Tugas Dikerjakan — Ubah semua item di bawah ini menjadi CSV dua kolom bernama perintah dan jawaban, dengan satu baris untuk setiap item. Apit setiap isian dengan tanda kutip, ganti jeda baris dengan spasi, dan jangan sertakan gambar dalam jawaban.

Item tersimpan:
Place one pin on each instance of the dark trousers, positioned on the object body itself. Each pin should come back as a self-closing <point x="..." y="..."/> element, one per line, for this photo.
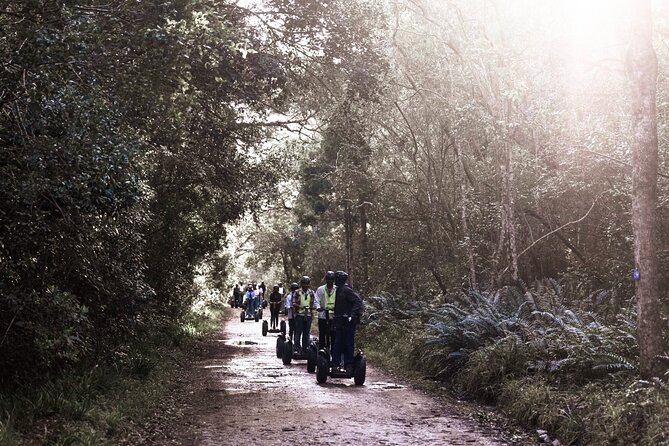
<point x="291" y="327"/>
<point x="274" y="317"/>
<point x="343" y="343"/>
<point x="324" y="330"/>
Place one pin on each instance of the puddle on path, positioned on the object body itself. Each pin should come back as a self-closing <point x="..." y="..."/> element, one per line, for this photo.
<point x="239" y="342"/>
<point x="380" y="385"/>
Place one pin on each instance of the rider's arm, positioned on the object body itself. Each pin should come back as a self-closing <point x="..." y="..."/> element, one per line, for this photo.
<point x="356" y="304"/>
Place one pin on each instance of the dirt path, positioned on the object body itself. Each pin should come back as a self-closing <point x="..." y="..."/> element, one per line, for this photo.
<point x="239" y="393"/>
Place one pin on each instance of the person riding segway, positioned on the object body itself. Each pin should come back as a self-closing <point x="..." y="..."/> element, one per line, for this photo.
<point x="274" y="307"/>
<point x="325" y="301"/>
<point x="282" y="340"/>
<point x="300" y="345"/>
<point x="347" y="312"/>
<point x="249" y="309"/>
<point x="303" y="304"/>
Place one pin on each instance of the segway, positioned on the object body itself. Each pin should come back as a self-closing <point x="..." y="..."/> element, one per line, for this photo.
<point x="288" y="355"/>
<point x="324" y="369"/>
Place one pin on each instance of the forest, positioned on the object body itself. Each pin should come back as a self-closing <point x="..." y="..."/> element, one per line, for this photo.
<point x="491" y="173"/>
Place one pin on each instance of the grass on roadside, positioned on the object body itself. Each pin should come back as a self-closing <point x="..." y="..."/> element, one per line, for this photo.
<point x="566" y="372"/>
<point x="100" y="405"/>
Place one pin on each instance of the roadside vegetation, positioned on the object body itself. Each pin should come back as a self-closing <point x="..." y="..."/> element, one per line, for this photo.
<point x="538" y="354"/>
<point x="101" y="403"/>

Penyelesaian Latihan —
perintah,jawaban
"Place one pin on each instance of the dark trousers, positioned on the object body itself. Each pin should come back as a self-closing <point x=""..."" y=""...""/> element, one per line, for this photo.","<point x=""291"" y=""327""/> <point x=""274"" y=""317""/> <point x=""343"" y=""343""/> <point x=""324"" y=""330""/>"
"Place one pin on each instance of the puddle on path, positioned on the object body itself. Each pin should come back as a self-closing <point x=""..."" y=""...""/> element, one per line, for this photo.","<point x=""239"" y=""342""/> <point x=""380"" y=""385""/>"
"Place one pin on each instance of the rider's arm, positioned on the object body itself. Each pin should come back as a self-closing <point x=""..."" y=""...""/> element, one per line, for this photo.","<point x=""356"" y=""304""/>"
"Place one pin on each instance of the dirt path, positioned on the object body itself. Each pin should come back as a self-closing <point x=""..."" y=""...""/> element, one per line, for this photo.","<point x=""239"" y=""393""/>"
"Place one pin on each instance of the person riding segway, positioned on the object body itself. Each pin should come back as a self-closing <point x=""..."" y=""...""/> element, one per line, for this photo.","<point x=""274"" y=""307""/> <point x=""325"" y=""301""/> <point x=""282"" y=""340""/> <point x=""300"" y=""345""/> <point x=""347"" y=""312""/> <point x=""249"" y=""309""/> <point x=""303"" y=""304""/>"
"Place one pin on each instance of the segway, positioned on the object body itself. Each pin should come back as a self-closing <point x=""..."" y=""...""/> element, one per line, for this photo.","<point x=""288"" y=""355""/> <point x=""324"" y=""369""/>"
"Place one pin on each instance of the forest, positioned on the object body itself. Each pin should come back as a self-closing <point x=""..."" y=""...""/> element, one per line, for this photo.","<point x=""491"" y=""173""/>"
"Place one pin on each instance of the grass on roadside, positioned on the object body itself. Each pin should come back as a self-closing <point x=""..."" y=""...""/> element, one per line, for this photo.","<point x=""566"" y=""372""/> <point x=""100"" y=""405""/>"
"Place one pin on each instance of the roadside vegetation, positioned on the object body itself. Each pin should come back as a self-closing <point x=""..."" y=""...""/> element, one per line, for this photo.","<point x=""538"" y=""354""/> <point x=""101"" y=""403""/>"